>> start

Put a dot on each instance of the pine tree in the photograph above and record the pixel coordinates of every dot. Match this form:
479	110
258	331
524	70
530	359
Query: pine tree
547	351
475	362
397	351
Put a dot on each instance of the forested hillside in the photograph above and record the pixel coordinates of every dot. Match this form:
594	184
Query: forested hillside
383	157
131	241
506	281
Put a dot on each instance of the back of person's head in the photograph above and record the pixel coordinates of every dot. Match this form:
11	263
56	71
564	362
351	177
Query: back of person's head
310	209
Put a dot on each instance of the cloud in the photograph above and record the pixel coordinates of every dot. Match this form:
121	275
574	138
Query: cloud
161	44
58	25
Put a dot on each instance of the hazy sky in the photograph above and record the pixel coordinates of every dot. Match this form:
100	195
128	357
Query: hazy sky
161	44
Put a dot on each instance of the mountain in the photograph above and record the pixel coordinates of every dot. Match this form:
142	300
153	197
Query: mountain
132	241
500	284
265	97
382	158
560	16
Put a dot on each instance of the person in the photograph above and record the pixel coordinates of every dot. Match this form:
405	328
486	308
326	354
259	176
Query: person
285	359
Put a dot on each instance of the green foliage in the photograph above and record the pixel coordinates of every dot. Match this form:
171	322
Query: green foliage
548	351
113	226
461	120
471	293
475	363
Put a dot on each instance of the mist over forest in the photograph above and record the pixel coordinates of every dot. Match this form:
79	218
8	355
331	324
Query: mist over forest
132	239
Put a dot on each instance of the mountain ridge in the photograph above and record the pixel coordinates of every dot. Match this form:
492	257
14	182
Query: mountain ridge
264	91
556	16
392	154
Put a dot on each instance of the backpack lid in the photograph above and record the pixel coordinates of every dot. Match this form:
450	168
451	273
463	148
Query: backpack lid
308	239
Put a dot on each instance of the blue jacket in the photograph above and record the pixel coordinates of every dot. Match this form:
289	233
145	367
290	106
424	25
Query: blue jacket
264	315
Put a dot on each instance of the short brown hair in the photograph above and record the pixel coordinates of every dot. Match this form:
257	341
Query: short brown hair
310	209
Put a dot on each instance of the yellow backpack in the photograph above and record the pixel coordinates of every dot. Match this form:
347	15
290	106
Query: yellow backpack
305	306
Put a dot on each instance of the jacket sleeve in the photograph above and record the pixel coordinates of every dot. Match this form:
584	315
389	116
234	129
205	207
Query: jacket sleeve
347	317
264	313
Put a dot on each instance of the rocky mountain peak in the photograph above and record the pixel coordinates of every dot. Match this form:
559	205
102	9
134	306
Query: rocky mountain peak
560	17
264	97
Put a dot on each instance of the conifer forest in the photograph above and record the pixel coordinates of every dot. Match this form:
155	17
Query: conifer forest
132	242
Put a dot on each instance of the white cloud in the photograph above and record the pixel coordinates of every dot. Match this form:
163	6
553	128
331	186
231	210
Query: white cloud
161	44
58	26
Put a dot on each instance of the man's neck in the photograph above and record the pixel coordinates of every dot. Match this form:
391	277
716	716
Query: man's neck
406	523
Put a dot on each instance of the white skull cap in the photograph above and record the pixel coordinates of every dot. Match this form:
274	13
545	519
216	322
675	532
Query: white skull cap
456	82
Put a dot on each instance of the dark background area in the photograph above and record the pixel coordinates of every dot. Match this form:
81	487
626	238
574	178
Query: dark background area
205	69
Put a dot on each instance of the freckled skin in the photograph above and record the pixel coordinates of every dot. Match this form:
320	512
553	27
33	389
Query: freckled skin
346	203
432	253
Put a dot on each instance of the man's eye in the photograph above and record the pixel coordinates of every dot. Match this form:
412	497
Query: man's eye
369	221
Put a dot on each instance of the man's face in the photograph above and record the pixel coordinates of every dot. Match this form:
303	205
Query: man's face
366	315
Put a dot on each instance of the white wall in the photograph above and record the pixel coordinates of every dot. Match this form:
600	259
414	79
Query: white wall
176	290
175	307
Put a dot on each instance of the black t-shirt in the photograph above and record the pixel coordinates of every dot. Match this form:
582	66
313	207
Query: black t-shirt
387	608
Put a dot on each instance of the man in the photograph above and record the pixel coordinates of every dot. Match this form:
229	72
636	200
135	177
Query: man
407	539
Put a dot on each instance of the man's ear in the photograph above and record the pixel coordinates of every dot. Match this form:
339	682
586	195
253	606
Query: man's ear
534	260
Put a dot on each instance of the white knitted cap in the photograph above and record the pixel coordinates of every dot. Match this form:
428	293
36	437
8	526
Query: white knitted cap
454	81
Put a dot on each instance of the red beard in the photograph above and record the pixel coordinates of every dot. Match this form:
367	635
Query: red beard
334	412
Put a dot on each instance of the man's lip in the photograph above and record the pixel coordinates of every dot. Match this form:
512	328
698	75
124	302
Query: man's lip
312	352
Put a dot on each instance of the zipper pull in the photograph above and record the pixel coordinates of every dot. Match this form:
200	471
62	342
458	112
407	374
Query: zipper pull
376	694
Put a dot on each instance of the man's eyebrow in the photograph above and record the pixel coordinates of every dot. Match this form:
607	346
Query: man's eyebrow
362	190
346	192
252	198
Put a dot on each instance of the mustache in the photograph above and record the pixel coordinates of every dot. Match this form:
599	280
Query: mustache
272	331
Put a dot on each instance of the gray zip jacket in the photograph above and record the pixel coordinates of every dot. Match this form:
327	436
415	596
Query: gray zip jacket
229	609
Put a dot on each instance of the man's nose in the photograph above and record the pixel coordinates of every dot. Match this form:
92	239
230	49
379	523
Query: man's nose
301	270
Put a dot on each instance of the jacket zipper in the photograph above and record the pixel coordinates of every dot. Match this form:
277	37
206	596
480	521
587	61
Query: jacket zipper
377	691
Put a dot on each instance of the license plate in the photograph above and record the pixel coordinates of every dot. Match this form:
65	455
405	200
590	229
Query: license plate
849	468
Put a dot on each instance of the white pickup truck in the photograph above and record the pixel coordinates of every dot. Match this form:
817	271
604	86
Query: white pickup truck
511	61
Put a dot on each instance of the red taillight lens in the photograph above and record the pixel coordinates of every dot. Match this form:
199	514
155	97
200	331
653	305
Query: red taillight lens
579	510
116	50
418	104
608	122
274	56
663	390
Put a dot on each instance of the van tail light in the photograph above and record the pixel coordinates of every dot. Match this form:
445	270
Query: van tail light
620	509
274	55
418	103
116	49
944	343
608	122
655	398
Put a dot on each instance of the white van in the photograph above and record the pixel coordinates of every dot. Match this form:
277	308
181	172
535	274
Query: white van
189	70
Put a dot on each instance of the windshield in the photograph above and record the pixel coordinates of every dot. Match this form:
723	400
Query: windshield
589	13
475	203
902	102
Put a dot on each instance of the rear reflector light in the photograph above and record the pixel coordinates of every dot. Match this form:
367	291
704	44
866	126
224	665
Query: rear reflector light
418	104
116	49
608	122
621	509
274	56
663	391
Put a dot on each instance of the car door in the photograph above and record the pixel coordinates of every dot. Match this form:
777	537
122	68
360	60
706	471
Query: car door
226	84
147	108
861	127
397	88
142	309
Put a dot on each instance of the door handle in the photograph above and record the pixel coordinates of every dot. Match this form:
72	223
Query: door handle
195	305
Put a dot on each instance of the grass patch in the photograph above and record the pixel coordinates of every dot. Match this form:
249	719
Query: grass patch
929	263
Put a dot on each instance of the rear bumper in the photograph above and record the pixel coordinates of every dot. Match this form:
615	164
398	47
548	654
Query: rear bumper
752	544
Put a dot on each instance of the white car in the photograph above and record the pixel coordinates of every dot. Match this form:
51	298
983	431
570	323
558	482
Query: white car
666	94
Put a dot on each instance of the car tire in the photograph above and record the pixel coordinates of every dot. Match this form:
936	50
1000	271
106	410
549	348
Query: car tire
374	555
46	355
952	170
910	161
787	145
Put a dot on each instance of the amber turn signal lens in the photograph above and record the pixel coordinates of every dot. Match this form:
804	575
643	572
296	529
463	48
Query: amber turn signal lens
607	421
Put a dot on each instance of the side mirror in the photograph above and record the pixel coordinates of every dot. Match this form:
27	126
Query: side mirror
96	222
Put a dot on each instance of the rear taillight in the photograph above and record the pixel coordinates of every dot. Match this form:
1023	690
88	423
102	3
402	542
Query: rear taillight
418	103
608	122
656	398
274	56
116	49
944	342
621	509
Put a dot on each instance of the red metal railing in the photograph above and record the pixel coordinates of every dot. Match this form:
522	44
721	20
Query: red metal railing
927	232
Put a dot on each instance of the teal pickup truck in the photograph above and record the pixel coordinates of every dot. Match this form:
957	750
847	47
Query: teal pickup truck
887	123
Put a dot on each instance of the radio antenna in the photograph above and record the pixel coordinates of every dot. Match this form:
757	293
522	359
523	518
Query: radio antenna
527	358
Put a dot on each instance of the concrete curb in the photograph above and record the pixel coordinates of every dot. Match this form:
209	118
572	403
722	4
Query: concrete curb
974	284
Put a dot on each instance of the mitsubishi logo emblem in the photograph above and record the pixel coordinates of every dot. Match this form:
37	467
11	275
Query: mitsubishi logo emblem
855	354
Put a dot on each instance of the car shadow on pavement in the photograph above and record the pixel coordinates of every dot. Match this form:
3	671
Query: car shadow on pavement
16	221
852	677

>> end

§ What you need to do:
Give again only the lines starting at the one that contains "Put a dot on each instance of the side" and running to the end of the data.

§ Complete output:
Put a dot on each instance of the side mirror in the photograph above and record the pixel coordinates of every dot. Match this form:
27	126
Query: side mirror
96	222
Put a dot on each instance of the rear taillight in the photograph above and record the pixel coordinates of every dot. Match this form:
1023	690
88	423
102	3
402	542
Query: rear taillight
418	103
608	122
656	398
274	56
116	49
944	342
621	509
Put a dot on each instance of the red metal railing in the photograph above and record the pixel coordinates of every dot. Match this form:
522	44
721	20
Query: red metal railing
927	232
Put a dot on each instance of the teal pickup truck in the photograph above and record the pixel coordinates of every dot. Match this form:
957	750
847	47
Query: teal pickup truck
887	123
Put a dot on each instance of the radio antenna in the photograph above and record the pixel coordinates of every dot. Match this form:
757	293
522	359
523	518
Query: radio antenna
527	358
Put a dot on each instance of the concrete curb in the photograph above and record the pixel coordinates of every dot. Match this form:
209	118
572	403
722	4
Query: concrete curb
974	284
Put a dot on each instance of the mitsubishi logo emblem in the photograph above and record the pixel coordinates of every dot. Match this form:
37	467
11	275
Query: mitsubishi logo emblem
855	354
Put a dot on each instance of the car shadow on pavement in the photograph above and record the pixel coordinates of every dot. Match this form:
3	671
Query: car shadow on pavement
16	221
852	677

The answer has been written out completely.